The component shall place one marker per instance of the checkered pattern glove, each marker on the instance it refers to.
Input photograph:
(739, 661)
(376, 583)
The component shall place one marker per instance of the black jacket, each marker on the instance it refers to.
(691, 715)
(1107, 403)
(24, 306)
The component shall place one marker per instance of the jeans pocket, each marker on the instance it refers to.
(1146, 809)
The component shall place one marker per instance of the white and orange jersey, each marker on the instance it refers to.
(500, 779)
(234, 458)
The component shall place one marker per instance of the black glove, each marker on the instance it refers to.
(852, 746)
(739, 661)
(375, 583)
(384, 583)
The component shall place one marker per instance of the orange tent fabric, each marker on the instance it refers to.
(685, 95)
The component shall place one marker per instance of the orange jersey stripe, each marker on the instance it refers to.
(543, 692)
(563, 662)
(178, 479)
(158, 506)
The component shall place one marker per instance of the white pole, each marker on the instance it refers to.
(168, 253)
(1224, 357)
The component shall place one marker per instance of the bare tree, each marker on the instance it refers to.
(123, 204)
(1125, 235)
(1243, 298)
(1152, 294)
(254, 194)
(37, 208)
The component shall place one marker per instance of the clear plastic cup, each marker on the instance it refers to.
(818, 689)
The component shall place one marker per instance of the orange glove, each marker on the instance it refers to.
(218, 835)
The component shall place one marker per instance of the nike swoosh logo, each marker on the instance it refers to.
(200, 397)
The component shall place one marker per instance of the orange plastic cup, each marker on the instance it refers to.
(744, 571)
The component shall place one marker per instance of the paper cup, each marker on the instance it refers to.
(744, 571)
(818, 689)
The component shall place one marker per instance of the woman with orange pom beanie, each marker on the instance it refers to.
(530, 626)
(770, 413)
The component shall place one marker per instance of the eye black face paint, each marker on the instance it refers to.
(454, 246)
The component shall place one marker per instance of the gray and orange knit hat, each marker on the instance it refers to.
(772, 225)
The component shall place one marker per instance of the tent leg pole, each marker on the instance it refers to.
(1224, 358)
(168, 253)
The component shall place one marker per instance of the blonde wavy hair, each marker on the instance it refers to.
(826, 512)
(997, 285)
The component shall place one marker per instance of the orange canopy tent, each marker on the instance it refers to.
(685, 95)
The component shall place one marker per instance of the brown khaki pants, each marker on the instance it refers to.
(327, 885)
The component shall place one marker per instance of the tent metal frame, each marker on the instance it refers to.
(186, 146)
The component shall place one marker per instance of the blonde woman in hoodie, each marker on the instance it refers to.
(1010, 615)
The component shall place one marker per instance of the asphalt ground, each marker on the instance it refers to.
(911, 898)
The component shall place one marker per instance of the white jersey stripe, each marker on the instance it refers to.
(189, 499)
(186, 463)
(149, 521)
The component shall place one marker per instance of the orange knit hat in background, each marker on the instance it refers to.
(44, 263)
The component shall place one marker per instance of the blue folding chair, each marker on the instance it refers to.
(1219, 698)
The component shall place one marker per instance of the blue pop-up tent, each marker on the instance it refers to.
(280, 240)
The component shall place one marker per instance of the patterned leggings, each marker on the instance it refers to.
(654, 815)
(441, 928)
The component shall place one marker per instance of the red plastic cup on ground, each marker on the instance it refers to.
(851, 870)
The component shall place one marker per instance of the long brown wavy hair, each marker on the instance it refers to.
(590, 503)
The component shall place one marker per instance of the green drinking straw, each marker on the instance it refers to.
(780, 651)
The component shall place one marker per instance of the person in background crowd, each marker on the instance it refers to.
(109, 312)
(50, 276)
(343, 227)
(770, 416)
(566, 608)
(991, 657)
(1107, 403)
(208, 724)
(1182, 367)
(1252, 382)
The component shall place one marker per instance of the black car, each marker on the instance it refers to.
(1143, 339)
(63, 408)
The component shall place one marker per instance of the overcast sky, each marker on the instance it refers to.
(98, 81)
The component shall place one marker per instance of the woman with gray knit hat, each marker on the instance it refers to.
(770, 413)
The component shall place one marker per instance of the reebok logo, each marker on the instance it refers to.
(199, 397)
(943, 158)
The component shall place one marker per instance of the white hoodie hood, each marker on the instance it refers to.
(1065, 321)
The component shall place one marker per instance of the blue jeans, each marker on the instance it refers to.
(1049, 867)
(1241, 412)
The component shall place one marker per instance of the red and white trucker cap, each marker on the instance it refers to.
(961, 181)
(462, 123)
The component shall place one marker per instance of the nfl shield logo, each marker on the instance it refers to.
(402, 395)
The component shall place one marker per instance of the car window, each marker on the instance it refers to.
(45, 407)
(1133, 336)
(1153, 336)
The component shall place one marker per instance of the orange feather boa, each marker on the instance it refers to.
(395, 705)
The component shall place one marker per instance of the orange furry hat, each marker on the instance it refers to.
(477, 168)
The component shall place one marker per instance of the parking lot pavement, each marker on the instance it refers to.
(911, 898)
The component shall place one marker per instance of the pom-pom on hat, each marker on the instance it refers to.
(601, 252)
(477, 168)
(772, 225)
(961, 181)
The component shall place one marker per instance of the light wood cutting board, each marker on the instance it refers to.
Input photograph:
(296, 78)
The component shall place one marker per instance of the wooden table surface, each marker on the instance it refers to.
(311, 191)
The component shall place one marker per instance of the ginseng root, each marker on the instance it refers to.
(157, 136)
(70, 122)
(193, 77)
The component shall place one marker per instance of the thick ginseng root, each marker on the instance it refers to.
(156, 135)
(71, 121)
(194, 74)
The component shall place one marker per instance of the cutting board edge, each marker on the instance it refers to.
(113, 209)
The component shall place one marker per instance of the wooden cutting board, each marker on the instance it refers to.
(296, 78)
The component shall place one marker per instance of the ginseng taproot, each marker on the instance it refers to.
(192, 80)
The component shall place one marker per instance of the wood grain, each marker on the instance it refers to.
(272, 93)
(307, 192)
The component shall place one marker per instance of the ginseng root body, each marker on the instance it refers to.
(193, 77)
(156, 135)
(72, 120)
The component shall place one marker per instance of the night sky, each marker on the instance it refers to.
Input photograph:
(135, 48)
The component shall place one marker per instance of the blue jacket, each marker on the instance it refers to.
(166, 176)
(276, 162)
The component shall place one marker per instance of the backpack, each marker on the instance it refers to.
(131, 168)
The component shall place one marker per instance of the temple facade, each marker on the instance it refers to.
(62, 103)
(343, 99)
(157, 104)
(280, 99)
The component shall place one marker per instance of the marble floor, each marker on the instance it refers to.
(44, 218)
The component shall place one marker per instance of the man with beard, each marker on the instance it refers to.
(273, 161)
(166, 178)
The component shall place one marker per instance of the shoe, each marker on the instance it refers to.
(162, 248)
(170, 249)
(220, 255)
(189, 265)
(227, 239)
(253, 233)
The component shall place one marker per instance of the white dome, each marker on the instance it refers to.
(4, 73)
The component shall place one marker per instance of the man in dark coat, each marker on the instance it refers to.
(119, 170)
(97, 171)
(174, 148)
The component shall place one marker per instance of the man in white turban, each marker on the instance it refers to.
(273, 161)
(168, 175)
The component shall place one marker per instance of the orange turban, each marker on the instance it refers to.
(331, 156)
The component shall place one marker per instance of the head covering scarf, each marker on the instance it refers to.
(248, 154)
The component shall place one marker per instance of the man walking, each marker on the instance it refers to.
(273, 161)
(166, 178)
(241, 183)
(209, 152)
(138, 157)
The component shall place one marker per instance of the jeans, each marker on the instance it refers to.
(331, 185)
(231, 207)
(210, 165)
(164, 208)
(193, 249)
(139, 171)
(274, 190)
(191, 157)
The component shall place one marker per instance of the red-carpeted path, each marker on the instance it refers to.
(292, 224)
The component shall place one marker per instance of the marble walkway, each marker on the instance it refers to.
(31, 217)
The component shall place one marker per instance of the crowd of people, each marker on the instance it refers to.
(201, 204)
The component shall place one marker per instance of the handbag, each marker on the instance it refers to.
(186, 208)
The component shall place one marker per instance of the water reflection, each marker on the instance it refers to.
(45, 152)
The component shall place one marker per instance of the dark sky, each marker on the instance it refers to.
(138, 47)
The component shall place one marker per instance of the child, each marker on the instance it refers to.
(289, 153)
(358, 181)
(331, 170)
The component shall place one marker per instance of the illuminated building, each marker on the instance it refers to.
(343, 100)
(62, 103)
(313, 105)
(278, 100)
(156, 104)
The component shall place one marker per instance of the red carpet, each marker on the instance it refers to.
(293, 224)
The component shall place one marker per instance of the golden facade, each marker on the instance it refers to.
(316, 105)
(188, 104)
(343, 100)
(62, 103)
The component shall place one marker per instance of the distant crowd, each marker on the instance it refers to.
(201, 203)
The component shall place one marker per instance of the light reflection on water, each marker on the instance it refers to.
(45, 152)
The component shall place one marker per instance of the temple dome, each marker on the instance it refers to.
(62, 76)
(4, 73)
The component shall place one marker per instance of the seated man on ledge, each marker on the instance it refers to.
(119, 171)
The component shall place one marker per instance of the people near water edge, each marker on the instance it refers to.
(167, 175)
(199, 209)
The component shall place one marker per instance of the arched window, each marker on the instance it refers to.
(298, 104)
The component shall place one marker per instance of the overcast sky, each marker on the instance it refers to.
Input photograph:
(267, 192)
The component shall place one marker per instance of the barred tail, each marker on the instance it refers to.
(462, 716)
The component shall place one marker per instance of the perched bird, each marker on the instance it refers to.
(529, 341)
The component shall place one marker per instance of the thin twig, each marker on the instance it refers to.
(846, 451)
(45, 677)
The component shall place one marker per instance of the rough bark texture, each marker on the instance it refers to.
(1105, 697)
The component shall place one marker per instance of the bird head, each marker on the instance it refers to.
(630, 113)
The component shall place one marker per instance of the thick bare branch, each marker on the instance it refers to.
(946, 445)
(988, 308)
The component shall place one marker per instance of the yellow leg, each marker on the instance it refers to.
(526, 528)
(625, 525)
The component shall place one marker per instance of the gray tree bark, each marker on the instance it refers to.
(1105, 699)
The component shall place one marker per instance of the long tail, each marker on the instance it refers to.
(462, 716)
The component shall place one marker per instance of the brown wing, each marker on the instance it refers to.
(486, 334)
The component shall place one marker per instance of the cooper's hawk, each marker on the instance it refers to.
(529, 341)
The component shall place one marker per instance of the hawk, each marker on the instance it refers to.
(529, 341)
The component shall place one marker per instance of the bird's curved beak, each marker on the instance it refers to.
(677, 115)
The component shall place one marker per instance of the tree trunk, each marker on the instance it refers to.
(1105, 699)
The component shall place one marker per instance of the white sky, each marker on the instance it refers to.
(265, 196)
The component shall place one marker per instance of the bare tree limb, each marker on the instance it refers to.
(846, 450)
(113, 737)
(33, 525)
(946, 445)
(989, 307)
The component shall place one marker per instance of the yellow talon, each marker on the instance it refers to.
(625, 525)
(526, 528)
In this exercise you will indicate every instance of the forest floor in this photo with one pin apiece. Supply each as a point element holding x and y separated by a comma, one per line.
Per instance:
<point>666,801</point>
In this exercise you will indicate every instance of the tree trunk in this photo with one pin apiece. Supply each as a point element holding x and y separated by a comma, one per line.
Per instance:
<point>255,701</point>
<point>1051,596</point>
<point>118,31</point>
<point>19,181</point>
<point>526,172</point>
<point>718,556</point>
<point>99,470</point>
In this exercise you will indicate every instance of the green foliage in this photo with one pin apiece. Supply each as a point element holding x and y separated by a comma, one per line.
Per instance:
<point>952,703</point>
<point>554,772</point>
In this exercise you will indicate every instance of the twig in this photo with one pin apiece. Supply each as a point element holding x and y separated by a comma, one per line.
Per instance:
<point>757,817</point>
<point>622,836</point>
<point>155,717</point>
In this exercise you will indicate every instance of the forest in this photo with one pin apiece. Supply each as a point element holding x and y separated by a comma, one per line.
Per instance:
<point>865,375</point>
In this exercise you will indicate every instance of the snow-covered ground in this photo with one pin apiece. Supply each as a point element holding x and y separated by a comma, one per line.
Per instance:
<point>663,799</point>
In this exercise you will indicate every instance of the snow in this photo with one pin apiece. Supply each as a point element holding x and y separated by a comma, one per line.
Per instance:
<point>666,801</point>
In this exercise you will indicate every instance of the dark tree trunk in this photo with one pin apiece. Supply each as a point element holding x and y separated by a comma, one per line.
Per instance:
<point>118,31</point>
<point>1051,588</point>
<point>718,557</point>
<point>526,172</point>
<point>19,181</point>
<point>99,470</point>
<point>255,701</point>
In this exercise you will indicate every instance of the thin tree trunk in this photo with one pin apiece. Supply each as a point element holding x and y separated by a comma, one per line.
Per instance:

▸ **What needs to be done**: Your answer should consist only of the lines from the one with "In this exercise you will indicate every instance of the dark" through the end of the data above, reproduced exactly.

▸ **The response**:
In this exercise you will indicate every instance of the dark tree trunk in this photo with one pin apiece. Supply each as a point element holding x and y separated by a comma, one per line.
Per instance:
<point>118,31</point>
<point>1051,588</point>
<point>718,557</point>
<point>526,172</point>
<point>19,181</point>
<point>99,470</point>
<point>255,701</point>
In this exercise you will indicate every instance of the thin tree trunk in this photo with one pin apiece. Supply each as a point element holding x and y separated by a comma, one per line.
Per instance:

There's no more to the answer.